> **EXERCISE REQUIREMENTS**
Update all the lines below by swapping every "pin" for "dot" and keeping everything else the same.

=-=-=

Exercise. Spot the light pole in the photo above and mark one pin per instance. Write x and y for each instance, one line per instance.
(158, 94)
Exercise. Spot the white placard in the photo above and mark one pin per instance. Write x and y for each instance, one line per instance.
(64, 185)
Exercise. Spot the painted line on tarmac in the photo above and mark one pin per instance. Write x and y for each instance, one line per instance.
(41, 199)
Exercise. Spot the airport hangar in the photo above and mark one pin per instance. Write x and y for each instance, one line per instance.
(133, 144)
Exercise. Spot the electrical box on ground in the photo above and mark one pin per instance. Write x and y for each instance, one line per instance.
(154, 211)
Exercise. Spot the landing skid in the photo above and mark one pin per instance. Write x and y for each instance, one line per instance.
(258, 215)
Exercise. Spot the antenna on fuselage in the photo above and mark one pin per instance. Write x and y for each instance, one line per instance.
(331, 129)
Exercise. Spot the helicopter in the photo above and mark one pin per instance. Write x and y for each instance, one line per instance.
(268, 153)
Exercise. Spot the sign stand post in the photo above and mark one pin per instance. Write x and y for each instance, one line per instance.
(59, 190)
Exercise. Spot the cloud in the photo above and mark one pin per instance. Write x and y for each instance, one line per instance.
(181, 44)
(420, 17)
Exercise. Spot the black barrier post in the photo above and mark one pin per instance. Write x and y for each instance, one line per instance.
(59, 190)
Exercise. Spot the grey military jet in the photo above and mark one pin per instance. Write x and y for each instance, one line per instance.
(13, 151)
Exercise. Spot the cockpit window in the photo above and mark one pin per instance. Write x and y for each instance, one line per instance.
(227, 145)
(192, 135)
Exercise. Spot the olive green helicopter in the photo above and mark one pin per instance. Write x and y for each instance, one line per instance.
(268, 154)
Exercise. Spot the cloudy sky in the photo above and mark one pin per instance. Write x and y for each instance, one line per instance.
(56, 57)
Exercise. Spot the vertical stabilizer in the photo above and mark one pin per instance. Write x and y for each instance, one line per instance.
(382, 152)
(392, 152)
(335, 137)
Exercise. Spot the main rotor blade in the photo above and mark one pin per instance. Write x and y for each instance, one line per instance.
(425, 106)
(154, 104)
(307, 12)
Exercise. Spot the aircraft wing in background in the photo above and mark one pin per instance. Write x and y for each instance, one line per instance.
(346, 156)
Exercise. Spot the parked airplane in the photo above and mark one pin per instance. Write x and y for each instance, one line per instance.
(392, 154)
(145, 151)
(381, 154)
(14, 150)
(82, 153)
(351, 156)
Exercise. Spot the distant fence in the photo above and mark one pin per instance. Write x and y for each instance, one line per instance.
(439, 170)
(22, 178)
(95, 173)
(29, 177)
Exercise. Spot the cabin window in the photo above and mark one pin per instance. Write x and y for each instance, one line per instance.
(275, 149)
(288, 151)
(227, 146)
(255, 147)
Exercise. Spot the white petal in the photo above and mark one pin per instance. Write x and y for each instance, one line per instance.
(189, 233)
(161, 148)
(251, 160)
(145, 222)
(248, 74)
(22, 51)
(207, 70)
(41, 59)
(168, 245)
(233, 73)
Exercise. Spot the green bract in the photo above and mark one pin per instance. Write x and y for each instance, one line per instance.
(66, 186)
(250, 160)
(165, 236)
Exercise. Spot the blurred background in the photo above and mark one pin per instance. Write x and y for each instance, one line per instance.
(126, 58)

=-=-=

> **THE REPLY**
Exercise. Spot the light pole in the photo above and mark one dot per instance. Write x and y for each instance, one line per instance.
(158, 94)
Exercise. Spot the white placard in the photo above and mark one dot per instance. Write x and y for each instance, one line per instance.
(64, 185)
Exercise. Spot the painted line on tarmac in the photo above and mark one dot per instance. Write x and y for each instance, one line per instance.
(41, 199)
Exercise. Spot the airport hangar in the photo above and mark one dot per instance. Write x and y for each instance, one line per instance.
(133, 144)
Exercise. Spot the electrical box on ground in the photo above and mark one dot per instance. Write x and y for each instance, one line per instance.
(154, 211)
Exercise. Spot the landing skid in the photo above and mark one dot per instance. Write x and y for each instance, one line per instance.
(258, 215)
Exercise. Spot the antenna on fuselage in the photo above and mark one dot per instance. Write x and y for each instance, one line per instance.
(331, 129)
Exercise. Spot the helicopter in the photo above and mark one dot per instance. Write x and y for each instance, one line per instance.
(268, 153)
Exercise. Spot the sign stand post in the photo above and mark one dot per instance. Write x and y for each instance, one line per instance.
(59, 190)
Exercise. Spot the cloud in the photo above and mark one dot per instance. Write x and y for each instance, one line per instance.
(181, 44)
(420, 17)
Exercise. Spot the black barrier post in the photo above and mark one dot per instance. Write x and y for each instance, one line per instance.
(59, 190)
Exercise. Spot the grey military jet in the photo above and mark one dot per instance. Write x and y for each instance, one line per instance.
(13, 151)
Exercise. Spot the cockpit window in the photo above and mark one dot per instance. Write x and y for each instance, one line per instance.
(227, 145)
(192, 135)
Exercise. Spot the olive green helicopter in the photo above and mark one dot per instance. Write x and y for each instance, one line per instance.
(268, 154)
Exercise. Spot the cloudy sky in the photo above and mark one dot per instance. Write x and y for each instance, one line per instance.
(56, 57)
Exercise. Spot the vertical stabilizer in the photo above and mark one dot per instance. Write x and y for each instance, one line per instance.
(382, 152)
(392, 152)
(335, 137)
Exercise. Spot the main rotor blade in the photo above and mark one dot per instance. Write x and y for each instance, one line per instance.
(425, 106)
(154, 104)
(307, 12)
Exercise. Spot the aircraft wing in background in the photo above and mark one dot per instance. Write x and y for each instance, one line per instance.
(346, 156)
Exercise. Spot the parked airplane in the photo above and mark one dot per instance. Write x and y for each instance, one line per instance.
(392, 154)
(145, 151)
(381, 154)
(14, 150)
(82, 153)
(351, 156)
Exercise. Spot the distant fence in the photo above and mark one dot per instance. Write x and y for each instance, one line per instance.
(439, 170)
(22, 178)
(95, 173)
(29, 177)
Exercise. Spot the cabin window in the photo above and mark one dot per instance. Write x and y for each instance, one line per instance.
(275, 149)
(288, 151)
(227, 146)
(255, 147)
Exercise. Spot the white petal in the photo above and mark one dot per instance. Write x and y for each instance, one line per instance.
(189, 233)
(161, 148)
(251, 160)
(145, 222)
(248, 74)
(22, 51)
(207, 70)
(41, 59)
(168, 245)
(233, 73)
Exercise. Spot the green bract in the photo above and mark one dot per instance. Write x and y for each instance, one line per instance.
(66, 186)
(250, 160)
(165, 236)
Exercise. Spot the blurred background in the photo above and mark one dot per instance. Write x and y for each instance, one line per instance.
(126, 58)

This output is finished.